• OBJECTIVE
Filter the entries below and copy every line that contains the word "sign". Uppercase and lowercase letters count as different.

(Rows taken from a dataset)

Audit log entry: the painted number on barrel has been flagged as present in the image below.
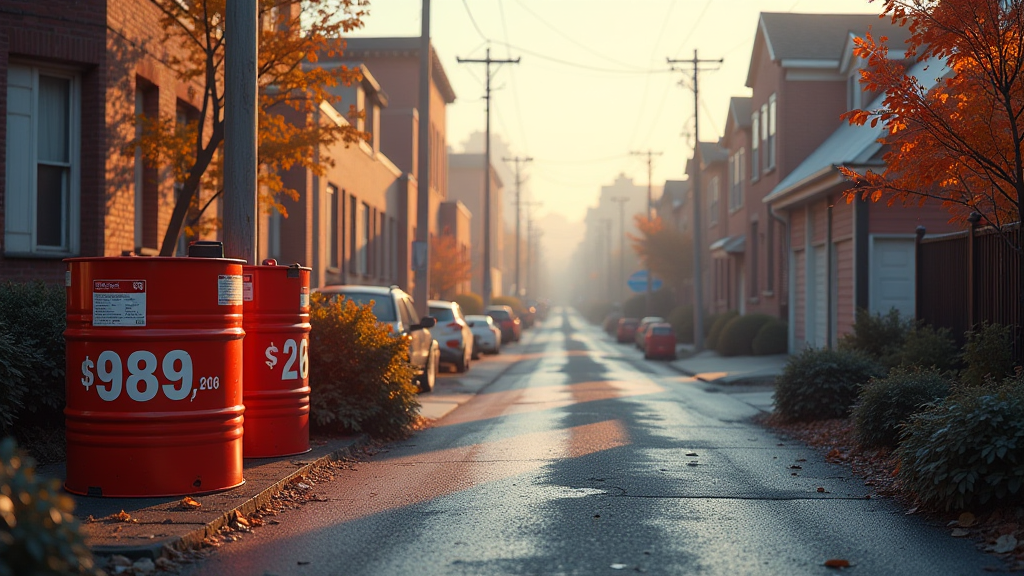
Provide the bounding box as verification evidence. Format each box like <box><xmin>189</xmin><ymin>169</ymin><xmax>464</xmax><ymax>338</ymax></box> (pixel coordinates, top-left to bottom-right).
<box><xmin>264</xmin><ymin>338</ymin><xmax>309</xmax><ymax>380</ymax></box>
<box><xmin>82</xmin><ymin>349</ymin><xmax>214</xmax><ymax>402</ymax></box>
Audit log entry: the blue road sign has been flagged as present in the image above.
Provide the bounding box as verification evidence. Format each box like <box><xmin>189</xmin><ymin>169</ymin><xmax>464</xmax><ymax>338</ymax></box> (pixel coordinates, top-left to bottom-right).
<box><xmin>626</xmin><ymin>270</ymin><xmax>663</xmax><ymax>292</ymax></box>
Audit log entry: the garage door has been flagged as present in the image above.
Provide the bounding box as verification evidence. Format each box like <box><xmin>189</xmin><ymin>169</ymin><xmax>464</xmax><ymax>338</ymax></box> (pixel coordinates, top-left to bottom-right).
<box><xmin>869</xmin><ymin>238</ymin><xmax>914</xmax><ymax>318</ymax></box>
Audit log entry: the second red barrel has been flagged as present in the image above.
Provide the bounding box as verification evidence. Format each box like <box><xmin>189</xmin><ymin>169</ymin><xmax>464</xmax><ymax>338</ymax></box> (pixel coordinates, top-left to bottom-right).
<box><xmin>242</xmin><ymin>260</ymin><xmax>310</xmax><ymax>458</ymax></box>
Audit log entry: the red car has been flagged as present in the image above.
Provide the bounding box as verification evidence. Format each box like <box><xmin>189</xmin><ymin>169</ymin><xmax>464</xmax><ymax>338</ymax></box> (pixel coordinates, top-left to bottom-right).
<box><xmin>643</xmin><ymin>323</ymin><xmax>676</xmax><ymax>360</ymax></box>
<box><xmin>615</xmin><ymin>318</ymin><xmax>640</xmax><ymax>342</ymax></box>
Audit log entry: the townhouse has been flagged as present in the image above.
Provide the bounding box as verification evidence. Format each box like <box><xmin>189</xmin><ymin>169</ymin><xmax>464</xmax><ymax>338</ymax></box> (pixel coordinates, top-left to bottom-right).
<box><xmin>0</xmin><ymin>0</ymin><xmax>460</xmax><ymax>290</ymax></box>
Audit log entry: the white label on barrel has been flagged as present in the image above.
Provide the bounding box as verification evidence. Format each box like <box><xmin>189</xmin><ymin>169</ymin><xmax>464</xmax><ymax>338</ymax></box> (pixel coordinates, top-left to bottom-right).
<box><xmin>217</xmin><ymin>275</ymin><xmax>242</xmax><ymax>306</ymax></box>
<box><xmin>242</xmin><ymin>274</ymin><xmax>253</xmax><ymax>302</ymax></box>
<box><xmin>92</xmin><ymin>280</ymin><xmax>145</xmax><ymax>326</ymax></box>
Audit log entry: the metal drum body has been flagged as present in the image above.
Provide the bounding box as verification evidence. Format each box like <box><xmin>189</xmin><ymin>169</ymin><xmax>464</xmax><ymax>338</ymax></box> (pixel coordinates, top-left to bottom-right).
<box><xmin>243</xmin><ymin>264</ymin><xmax>310</xmax><ymax>458</ymax></box>
<box><xmin>65</xmin><ymin>257</ymin><xmax>245</xmax><ymax>497</ymax></box>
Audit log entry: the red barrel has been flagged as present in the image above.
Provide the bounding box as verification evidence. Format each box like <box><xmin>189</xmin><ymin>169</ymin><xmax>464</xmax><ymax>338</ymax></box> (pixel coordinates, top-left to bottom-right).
<box><xmin>65</xmin><ymin>257</ymin><xmax>245</xmax><ymax>496</ymax></box>
<box><xmin>242</xmin><ymin>260</ymin><xmax>310</xmax><ymax>458</ymax></box>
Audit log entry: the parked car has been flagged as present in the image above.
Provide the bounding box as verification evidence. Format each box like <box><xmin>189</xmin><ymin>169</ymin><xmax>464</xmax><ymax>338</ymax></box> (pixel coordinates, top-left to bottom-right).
<box><xmin>466</xmin><ymin>314</ymin><xmax>502</xmax><ymax>358</ymax></box>
<box><xmin>427</xmin><ymin>300</ymin><xmax>474</xmax><ymax>372</ymax></box>
<box><xmin>487</xmin><ymin>304</ymin><xmax>522</xmax><ymax>344</ymax></box>
<box><xmin>633</xmin><ymin>316</ymin><xmax>665</xmax><ymax>349</ymax></box>
<box><xmin>615</xmin><ymin>318</ymin><xmax>640</xmax><ymax>342</ymax></box>
<box><xmin>643</xmin><ymin>322</ymin><xmax>676</xmax><ymax>360</ymax></box>
<box><xmin>319</xmin><ymin>285</ymin><xmax>440</xmax><ymax>393</ymax></box>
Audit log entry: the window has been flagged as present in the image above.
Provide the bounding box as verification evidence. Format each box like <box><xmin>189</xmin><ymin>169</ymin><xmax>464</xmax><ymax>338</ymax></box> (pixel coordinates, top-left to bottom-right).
<box><xmin>4</xmin><ymin>65</ymin><xmax>81</xmax><ymax>256</ymax></box>
<box><xmin>750</xmin><ymin>218</ymin><xmax>761</xmax><ymax>298</ymax></box>
<box><xmin>765</xmin><ymin>214</ymin><xmax>775</xmax><ymax>292</ymax></box>
<box><xmin>729</xmin><ymin>149</ymin><xmax>745</xmax><ymax>212</ymax></box>
<box><xmin>348</xmin><ymin>196</ymin><xmax>359</xmax><ymax>274</ymax></box>
<box><xmin>763</xmin><ymin>94</ymin><xmax>776</xmax><ymax>170</ymax></box>
<box><xmin>327</xmin><ymin>184</ymin><xmax>341</xmax><ymax>269</ymax></box>
<box><xmin>708</xmin><ymin>176</ymin><xmax>719</xmax><ymax>225</ymax></box>
<box><xmin>751</xmin><ymin>112</ymin><xmax>761</xmax><ymax>177</ymax></box>
<box><xmin>359</xmin><ymin>203</ymin><xmax>371</xmax><ymax>276</ymax></box>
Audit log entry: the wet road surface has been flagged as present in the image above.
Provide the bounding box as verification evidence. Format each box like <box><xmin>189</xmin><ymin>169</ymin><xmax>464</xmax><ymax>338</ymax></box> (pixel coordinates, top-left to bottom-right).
<box><xmin>186</xmin><ymin>313</ymin><xmax>998</xmax><ymax>576</ymax></box>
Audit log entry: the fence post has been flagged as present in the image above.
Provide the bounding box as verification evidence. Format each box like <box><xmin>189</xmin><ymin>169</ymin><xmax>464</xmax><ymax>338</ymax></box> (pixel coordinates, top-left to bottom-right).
<box><xmin>967</xmin><ymin>212</ymin><xmax>981</xmax><ymax>330</ymax></box>
<box><xmin>913</xmin><ymin>225</ymin><xmax>927</xmax><ymax>320</ymax></box>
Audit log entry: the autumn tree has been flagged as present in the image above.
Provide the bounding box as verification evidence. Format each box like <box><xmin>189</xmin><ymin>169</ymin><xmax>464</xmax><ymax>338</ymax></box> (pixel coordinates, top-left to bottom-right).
<box><xmin>841</xmin><ymin>0</ymin><xmax>1024</xmax><ymax>344</ymax></box>
<box><xmin>430</xmin><ymin>229</ymin><xmax>472</xmax><ymax>298</ymax></box>
<box><xmin>628</xmin><ymin>214</ymin><xmax>693</xmax><ymax>293</ymax></box>
<box><xmin>134</xmin><ymin>0</ymin><xmax>369</xmax><ymax>256</ymax></box>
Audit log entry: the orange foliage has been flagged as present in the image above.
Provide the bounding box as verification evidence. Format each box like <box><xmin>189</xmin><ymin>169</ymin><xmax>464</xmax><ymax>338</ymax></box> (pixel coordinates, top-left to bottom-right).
<box><xmin>430</xmin><ymin>230</ymin><xmax>472</xmax><ymax>298</ymax></box>
<box><xmin>132</xmin><ymin>0</ymin><xmax>370</xmax><ymax>255</ymax></box>
<box><xmin>627</xmin><ymin>214</ymin><xmax>693</xmax><ymax>288</ymax></box>
<box><xmin>840</xmin><ymin>0</ymin><xmax>1024</xmax><ymax>225</ymax></box>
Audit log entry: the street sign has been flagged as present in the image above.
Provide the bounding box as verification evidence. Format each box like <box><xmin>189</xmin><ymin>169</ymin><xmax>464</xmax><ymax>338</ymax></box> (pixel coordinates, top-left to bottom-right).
<box><xmin>626</xmin><ymin>270</ymin><xmax>663</xmax><ymax>292</ymax></box>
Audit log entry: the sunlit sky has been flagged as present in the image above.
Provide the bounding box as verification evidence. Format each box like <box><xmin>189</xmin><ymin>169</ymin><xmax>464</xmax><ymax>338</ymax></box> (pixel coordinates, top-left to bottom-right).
<box><xmin>352</xmin><ymin>0</ymin><xmax>882</xmax><ymax>220</ymax></box>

• RESULT BELOW
Audit log entry: the blue road sign has been flagged as present in the image above.
Audit log entry: the street sign has been flagged as present in the image above.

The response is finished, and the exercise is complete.